## Stated problem:
Change "indicate" to "mark" in the lines starting with the line that contains "indicate the snow, a point for each instance" and going on through the line that contains "column 298, row 518". Give only those lines again, with nothing else altered.

-=-=-=-=-

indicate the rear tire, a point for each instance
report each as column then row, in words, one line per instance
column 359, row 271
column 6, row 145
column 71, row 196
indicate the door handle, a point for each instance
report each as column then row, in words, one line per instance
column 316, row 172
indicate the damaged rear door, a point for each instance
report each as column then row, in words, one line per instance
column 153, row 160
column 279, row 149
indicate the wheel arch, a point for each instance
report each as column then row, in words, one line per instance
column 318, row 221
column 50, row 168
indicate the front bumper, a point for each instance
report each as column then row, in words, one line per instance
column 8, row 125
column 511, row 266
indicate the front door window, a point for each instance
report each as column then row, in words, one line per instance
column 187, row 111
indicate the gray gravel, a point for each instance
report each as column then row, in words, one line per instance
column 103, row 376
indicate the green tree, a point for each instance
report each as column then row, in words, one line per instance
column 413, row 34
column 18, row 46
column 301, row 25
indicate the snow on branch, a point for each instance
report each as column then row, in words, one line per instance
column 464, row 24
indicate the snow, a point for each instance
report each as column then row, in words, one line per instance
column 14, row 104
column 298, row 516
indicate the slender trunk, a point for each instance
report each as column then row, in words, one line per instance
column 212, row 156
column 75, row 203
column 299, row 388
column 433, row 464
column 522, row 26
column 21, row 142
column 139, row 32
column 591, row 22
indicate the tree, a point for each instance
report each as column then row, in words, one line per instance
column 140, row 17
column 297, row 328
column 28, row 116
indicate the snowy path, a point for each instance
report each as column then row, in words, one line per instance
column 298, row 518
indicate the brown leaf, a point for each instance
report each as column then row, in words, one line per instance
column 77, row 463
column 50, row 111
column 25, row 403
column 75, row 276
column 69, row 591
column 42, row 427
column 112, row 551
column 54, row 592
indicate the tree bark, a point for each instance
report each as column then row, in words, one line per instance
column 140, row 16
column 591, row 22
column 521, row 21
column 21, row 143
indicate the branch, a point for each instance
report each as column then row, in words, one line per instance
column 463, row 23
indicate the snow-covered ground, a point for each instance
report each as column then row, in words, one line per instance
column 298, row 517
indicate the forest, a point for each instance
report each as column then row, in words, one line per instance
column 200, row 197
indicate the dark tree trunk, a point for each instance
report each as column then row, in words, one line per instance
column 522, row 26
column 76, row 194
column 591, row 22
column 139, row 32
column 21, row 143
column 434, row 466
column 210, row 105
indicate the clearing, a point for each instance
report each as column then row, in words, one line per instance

-=-=-=-=-

## Task response:
mark the snow, a point for each instance
report each as column then row, in words, one line per instance
column 14, row 104
column 298, row 516
mark the slender trunk, a point for each instance
report each as column then row, in words, one line per instance
column 212, row 156
column 75, row 203
column 299, row 388
column 433, row 464
column 522, row 26
column 21, row 142
column 139, row 32
column 591, row 22
mark the tree, a point for each instance
report each as column then row, in words, one line per instance
column 140, row 17
column 297, row 328
column 28, row 116
mark the snowy path, a point for each instance
report each as column then row, in words, one line per instance
column 298, row 518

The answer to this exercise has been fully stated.